Reproduce the entries. Match every word.

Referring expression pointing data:
[Start of Attachment]
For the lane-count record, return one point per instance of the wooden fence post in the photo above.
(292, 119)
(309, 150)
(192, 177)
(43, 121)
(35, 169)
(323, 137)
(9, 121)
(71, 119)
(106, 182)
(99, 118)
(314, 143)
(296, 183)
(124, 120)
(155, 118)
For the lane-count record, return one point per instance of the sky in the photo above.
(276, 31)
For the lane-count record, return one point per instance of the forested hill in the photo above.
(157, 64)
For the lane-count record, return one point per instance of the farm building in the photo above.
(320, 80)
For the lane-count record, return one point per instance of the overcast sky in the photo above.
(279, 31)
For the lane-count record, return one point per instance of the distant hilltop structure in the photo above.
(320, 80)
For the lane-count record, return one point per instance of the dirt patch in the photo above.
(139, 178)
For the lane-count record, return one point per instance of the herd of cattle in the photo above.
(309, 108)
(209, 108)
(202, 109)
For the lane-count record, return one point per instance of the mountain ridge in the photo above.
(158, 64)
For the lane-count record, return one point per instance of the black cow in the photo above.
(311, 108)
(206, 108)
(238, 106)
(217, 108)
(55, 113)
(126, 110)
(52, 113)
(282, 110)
[End of Attachment]
**The completed task:**
For the lane-count record, return one point per instance of the wooden fence post in the photo above.
(292, 119)
(309, 150)
(192, 177)
(43, 121)
(35, 169)
(323, 137)
(9, 121)
(71, 119)
(106, 182)
(99, 118)
(314, 143)
(296, 183)
(124, 120)
(155, 118)
For the lane-count record, return one point per instance of the sky in the photo above.
(276, 31)
For the lane-count record, return one point per instance of the forested hill in the photo above.
(157, 64)
For the lane-count record, return one point per instance of the farm building in the photo above.
(320, 80)
For the lane-count record, return one point per instance of the overcast sky in the photo above.
(279, 31)
For the lane-count record, return one point per instance of the distant hilltop structure in the photo above.
(320, 80)
For the lane-count record, return one point per instance of the dirt patch in the photo above.
(139, 178)
For the lane-count record, return one point per instance of the herd of cattle in the photo above.
(309, 108)
(209, 108)
(202, 109)
For the lane-count record, return one point per instance of the mountain ridge in the photo above.
(158, 64)
For the lane-count record, return one point per instance of the black cow in the photo above.
(311, 108)
(206, 108)
(238, 106)
(217, 108)
(55, 113)
(126, 110)
(52, 113)
(282, 110)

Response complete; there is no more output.